--- Data extract ---

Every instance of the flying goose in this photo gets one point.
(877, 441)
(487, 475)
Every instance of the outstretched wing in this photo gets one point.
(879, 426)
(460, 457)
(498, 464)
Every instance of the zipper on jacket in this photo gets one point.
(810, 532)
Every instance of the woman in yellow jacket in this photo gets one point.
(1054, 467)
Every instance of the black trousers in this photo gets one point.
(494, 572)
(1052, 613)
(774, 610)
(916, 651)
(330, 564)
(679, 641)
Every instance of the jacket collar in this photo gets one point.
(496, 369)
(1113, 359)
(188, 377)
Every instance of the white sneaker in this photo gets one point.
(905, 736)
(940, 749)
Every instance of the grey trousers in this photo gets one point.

---

▶ _Problem statement_
Provide an exact reproduction of all the entries shown above.

▶ _Exercise output_
Every instance of the flying goose in this photo gets one point.
(877, 441)
(487, 475)
Every instance of the outstretched wing in this photo gets one point.
(879, 426)
(460, 457)
(498, 464)
Every instance of the zipper on jacket in this photo gets one point.
(810, 532)
Every instance of the woman in yellow jacket in this photo gets one point.
(1054, 467)
Every instance of the black trousers in this photo gets one point.
(494, 572)
(1052, 613)
(774, 610)
(916, 651)
(330, 564)
(679, 641)
Every instance of the jacket collar in this photo gets one point.
(496, 369)
(1113, 359)
(188, 377)
Every instance of the white sneaker in this photo gets one point.
(905, 736)
(940, 749)
Every instance of the grey trousers in this photo gets one point.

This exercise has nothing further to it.